### DESCRIPTION OF THE TASK
Convert the rows below into a Markdown table with the columns "Row" and "Line," giving each line its row number and leaving out blank lines.

Entries from a point annotation set:
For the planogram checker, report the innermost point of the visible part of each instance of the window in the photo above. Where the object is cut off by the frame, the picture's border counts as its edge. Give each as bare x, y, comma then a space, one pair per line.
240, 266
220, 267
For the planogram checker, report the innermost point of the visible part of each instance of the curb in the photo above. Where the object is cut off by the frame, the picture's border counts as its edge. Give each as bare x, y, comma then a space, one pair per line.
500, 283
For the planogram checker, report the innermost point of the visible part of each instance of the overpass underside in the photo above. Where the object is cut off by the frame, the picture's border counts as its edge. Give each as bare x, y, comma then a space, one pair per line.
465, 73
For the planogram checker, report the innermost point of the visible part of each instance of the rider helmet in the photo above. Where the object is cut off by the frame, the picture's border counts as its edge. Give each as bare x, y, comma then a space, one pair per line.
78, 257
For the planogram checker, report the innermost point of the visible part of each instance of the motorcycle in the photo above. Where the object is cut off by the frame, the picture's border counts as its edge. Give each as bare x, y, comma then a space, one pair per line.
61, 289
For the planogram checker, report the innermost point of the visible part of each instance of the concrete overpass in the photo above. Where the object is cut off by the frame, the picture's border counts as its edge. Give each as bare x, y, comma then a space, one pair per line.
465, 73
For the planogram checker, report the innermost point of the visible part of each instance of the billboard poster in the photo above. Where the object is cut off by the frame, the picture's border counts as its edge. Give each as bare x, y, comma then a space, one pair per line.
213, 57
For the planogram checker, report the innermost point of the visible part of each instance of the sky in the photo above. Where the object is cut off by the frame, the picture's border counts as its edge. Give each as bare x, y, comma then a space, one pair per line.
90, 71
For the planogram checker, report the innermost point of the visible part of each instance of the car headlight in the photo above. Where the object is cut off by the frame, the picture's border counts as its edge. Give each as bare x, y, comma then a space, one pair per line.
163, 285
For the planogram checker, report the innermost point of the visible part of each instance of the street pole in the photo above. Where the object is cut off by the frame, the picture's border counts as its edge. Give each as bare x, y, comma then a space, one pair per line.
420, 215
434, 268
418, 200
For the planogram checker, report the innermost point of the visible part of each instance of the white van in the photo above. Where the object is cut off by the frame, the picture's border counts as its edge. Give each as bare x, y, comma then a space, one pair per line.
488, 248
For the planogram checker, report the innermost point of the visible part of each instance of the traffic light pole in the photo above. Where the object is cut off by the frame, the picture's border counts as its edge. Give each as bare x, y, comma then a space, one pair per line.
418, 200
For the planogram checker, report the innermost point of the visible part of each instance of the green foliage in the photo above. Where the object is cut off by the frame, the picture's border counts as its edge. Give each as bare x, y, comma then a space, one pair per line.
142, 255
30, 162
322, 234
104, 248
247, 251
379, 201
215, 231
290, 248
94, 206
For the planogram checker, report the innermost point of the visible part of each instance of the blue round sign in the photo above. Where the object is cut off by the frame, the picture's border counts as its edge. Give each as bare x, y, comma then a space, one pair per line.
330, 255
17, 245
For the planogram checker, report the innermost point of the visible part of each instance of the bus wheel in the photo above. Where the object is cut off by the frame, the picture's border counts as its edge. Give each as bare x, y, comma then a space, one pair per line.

### COMPLETE OUTPUT
| Row | Line |
|---|---|
| 1 | For the planogram checker, report the innermost point of the visible part of each instance of the window in the photo above. Where the object is cut off by the frame, the picture's border counts as its edge. Give each as bare x, y, comma then a space, one pair per line. |
| 2 | 240, 266 |
| 3 | 220, 267 |
| 4 | For the planogram checker, report the innermost point of the visible part of each instance of the curb in the photo above. Where the object is cut off by the frame, the picture's border counts as its edge. Give each as bare x, y, comma then a space, one pair per line. |
| 5 | 500, 283 |
| 6 | For the planogram checker, report the innermost point of the visible part of each instance of the overpass underside in the photo above. Where the object is cut off by the frame, the picture's border counts as its edge. Give each as bare x, y, comma then a space, one pair per line. |
| 7 | 465, 73 |
| 8 | For the planogram checker, report the innermost point of the visible part of each instance of the rider helmet in the photo above. Where the object is cut off by the frame, the picture's border counts as its edge. Give each as bare x, y, comma then a space, one pair per line. |
| 9 | 78, 257 |
| 10 | For the planogram checker, report the innermost point of the visible part of each instance of the motorcycle in the photo above. Where the object is cut off by the frame, the picture's border counts as its edge. Give each as bare x, y, comma then a space, one pair per line. |
| 11 | 61, 289 |
| 12 | For the planogram checker, report the innermost point of the visible part of each instance of the concrete overpass in the photo above. Where the object is cut off by the frame, the picture's border counts as its edge. Give each as bare x, y, comma then a space, one pair per line. |
| 13 | 465, 73 |
| 14 | For the planogram checker, report the innermost point of the visible part of each instance of the billboard poster in the photo above. Where the object is cut off by the frame, the picture's border counts as its edge. Give each as bare x, y, comma then a space, one pair per line. |
| 15 | 213, 57 |
| 16 | For the planogram checker, report the innermost point of the visible part of each instance of the sky in the photo above. Where the object is cut off by the frame, the picture's border counts as its edge. Give each as bare x, y, comma then a space, one pair per line. |
| 17 | 90, 71 |
| 18 | For the planogram checker, report the innermost point of the visible part of each instance of the car headlight in the photo above. Where the object is cut off by the frame, the picture's border counts as its edge. Give each as bare x, y, comma then a space, one pair per line. |
| 19 | 163, 285 |
| 20 | For the planogram checker, report the innermost point of the visible part of each instance of the street pole in the photo above. Where the object is cut off by the frame, the picture's border counts as its edge. Give each as bare x, y, comma then a space, one pair per line. |
| 21 | 420, 215 |
| 22 | 434, 268 |
| 23 | 418, 200 |
| 24 | For the planogram checker, report the innermost point of the visible part of each instance of the white van in the photo above. Where the object is cut off by the frame, the picture's border counts as its edge. Give each as bare x, y, comma then a space, one pair per line. |
| 25 | 488, 248 |
| 26 | For the planogram checker, report the innermost point of the visible part of each instance of the traffic light pole in the photo above. Where the object is cut off by the frame, the picture's border counts as its edge. Give each as bare x, y, comma then a space, one pair per line. |
| 27 | 418, 200 |
| 28 | For the planogram checker, report the innermost point of the visible part of each instance of the green foliage in the photo above. Where the object is cut off by the frame, the picture's border counts as its edge. Give each as bare x, y, comma then a space, one pair per line. |
| 29 | 142, 255 |
| 30 | 30, 162 |
| 31 | 322, 234 |
| 32 | 104, 248 |
| 33 | 247, 251 |
| 34 | 379, 201 |
| 35 | 215, 231 |
| 36 | 290, 248 |
| 37 | 94, 206 |
| 38 | For the planogram checker, report the innermost point of the visible part of each instance of the blue round sign in the photo above. Where the object is cut off by the frame, the picture's border counts as its edge. Give each as bare x, y, comma then a space, one pair per line. |
| 39 | 330, 255 |
| 40 | 17, 245 |
| 41 | For the planogram checker, report the innermost point of the visible part of each instance of the bus wheel in the photo above. Where the object is cut off by the frame, the picture's border counts as its edge. Give each as bare x, y, comma then a space, one pair per line. |